DOCUMENT SECTION:
◆ ◆ ◆ ◆ ◆ ◆ ◆

Ireland’s Wars: Second Ypres, Second Artois

For the BEF and the Irish regiments, the winter of 1914/15 was a miserable enough time. First Ypres had been a grinder: nearly 75% of the overall force were casualties. The famous truce passed quickly, and was only observed in certain sections of the line, with differing repots on how involved the Irish regiments were. At home, people crowded around casualty lists. Troop depots continued to be busy, shipping out reserves. Those units still coming in from Imperial garrison duty, like the Inniskilling Dragoons and the 1st Dublin Fusiliers, were moving to the front line. There, units cycled in and out of the still rudimentary trenches, dealing with the biting cold and flooded surrounds, while also dodging snipers and shells. There was still hope that 1915 could prove a year of victory, but that hope was to be dashed in a succession of bloody encounters on the western front.

By March, the initial engagements of what would become the Second Battle of Ypres were already beginning, with veteran and newly arrived Irish regiments thickly involved. South of Ypres, the Royal Irish Regiment and Royal Leinsters attacked the village of St Eloi and “the Mound”, a rise outside the village. St Eloi was taken with little trouble, but the Germans were better dug-in at the Mound, and machine gun fire caused terrible casualties among the Royal Irish. The Germans counter-attacked into the town, and brutal street-fighting resulted, that soon had the main thoroughfare littered with bodies of both armies. St Eloi and the ground around it would become a hotbed of mining and counter-mining, wherein both armies would attempt to dig through No Man’s Land and get under opposing trenches, and part of the reason this became such a feature of fighting in the area was the casualties that occurred when surface actions were taken.

The fighting now began to focus on the previously mentioned town of Neuve Chappelle, where the BEF planned an offensive that they hoped would open up enough of a gap that a dash to Lille could even be thought of.  As elsewhere, the Germans were not of a mind to give up the town lightly, covering its approaches with machine guns and artillery: when the BEF advanced on the 10th March, the results were predictable. The Royal Irish Rifles were part and parcel of a truly heroic effort wherein the first few lines of German trenches were taken, despite fearsome casualties, with the town itself within sight. But the advance was not sustainable, and the BEF didn’t do enough to exploit their limited breakthrough, allowing the Germans time to organise a counterattack. The Rifles, their position surrounded on three sides, were ordered to attack again the following day. They were cut to pieces, suffering 400 casualties. The next day, the Germans swept the British back to their original positions, having inflicted over 11’000 casualties overall. In terms of World War One’s reputation for being a war filled with bloodbaths undertaken for no gain, Neuve Chappelle was an excellent example.

Now it was time for the hellish Ypres sector to take centre-stage yet again, as the weather improved, a bit, and both sides again contemplated the possibilities of a breakthrough. The British began to take the opportunity to train new arrivals in the rudimentary art of trench storming, making liberal use of grenades and other innovations. At the same time, the Germans were preparing what they hoped would be their own path to victory through military innovation, albeit of a much more insidious sort.

◆ ◆ ◆ ◆ ◆ ◆ ◆

DATASET:
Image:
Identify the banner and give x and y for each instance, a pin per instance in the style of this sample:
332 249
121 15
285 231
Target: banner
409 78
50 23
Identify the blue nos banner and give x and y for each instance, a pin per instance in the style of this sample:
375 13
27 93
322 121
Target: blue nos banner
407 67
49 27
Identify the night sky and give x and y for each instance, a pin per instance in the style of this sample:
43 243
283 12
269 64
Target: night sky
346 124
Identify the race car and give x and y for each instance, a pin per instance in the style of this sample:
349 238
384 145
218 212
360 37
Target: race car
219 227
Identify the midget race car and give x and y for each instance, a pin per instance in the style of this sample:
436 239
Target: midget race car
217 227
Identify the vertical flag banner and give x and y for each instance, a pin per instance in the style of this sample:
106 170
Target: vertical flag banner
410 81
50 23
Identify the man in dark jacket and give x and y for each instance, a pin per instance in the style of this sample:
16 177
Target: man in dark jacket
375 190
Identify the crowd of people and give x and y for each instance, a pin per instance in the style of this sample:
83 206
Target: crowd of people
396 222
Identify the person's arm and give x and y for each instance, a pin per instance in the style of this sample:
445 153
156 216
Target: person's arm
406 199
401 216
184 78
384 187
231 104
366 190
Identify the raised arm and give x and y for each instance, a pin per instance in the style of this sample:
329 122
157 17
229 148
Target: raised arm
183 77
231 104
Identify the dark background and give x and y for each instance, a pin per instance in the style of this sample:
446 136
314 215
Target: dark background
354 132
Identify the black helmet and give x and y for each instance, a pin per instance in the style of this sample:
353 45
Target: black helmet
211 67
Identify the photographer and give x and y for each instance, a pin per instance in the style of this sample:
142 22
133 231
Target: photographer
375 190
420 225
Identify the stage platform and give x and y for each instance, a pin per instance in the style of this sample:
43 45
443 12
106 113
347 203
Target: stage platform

◆ ◆ ◆ ◆ ◆ ◆ ◆

PARTS OF THE EXERCISE:
**a.** Based on the Ypres article, does each statement agree with it? (i) St Eloi was taken with little trouble. (ii) The BEF advanced on Neuve Chappelle on the 12th March. (iii) Nearly half the overall force were casualties at First Ypres. Answer yes or no for each, quoting the deciding words from the article.
**b.** Return the lines of the records from the line with "Identify the man" up to and including the last line of the records, word for word.
The Ypres article and the records are separate material.

IN RESPONSE:
**a.**
(i) Yes: "St Eloi was taken with little trouble"
(ii) No: "when the BEF advanced on the 10th March"
(iii) No: "nearly 75% of the overall force were casualties"

**b.**
Identify the man in dark jacket and give x and y for each instance, a pin per instance in the style of this sample:
16 177
Target: man in dark jacket
375 190
Identify the crowd of people and give x and y for each instance, a pin per instance in the style of this sample:
83 206
Target: crowd of people
396 222
Identify the person's arm and give x and y for each instance, a pin per instance in the style of this sample:
445 153
156 216
Target: person's arm
406 199
401 216
184 78
384 187
231 104
366 190
Identify the raised arm and give x and y for each instance, a pin per instance in the style of this sample:
329 122
157 17
229 148
Target: raised arm
183 77
231 104
Identify the dark background and give x and y for each instance, a pin per instance in the style of this sample:
446 136
314 215
Target: dark background
354 132
Identify the black helmet and give x and y for each instance, a pin per instance in the style of this sample:
353 45
Target: black helmet
211 67
Identify the photographer and give x and y for each instance, a pin per instance in the style of this sample:
142 22
133 231
Target: photographer
375 190
420 225
Identify the stage platform and give x and y for each instance, a pin per instance in the style of this sample:
43 45
443 12
106 113
347 203
Target: stage platform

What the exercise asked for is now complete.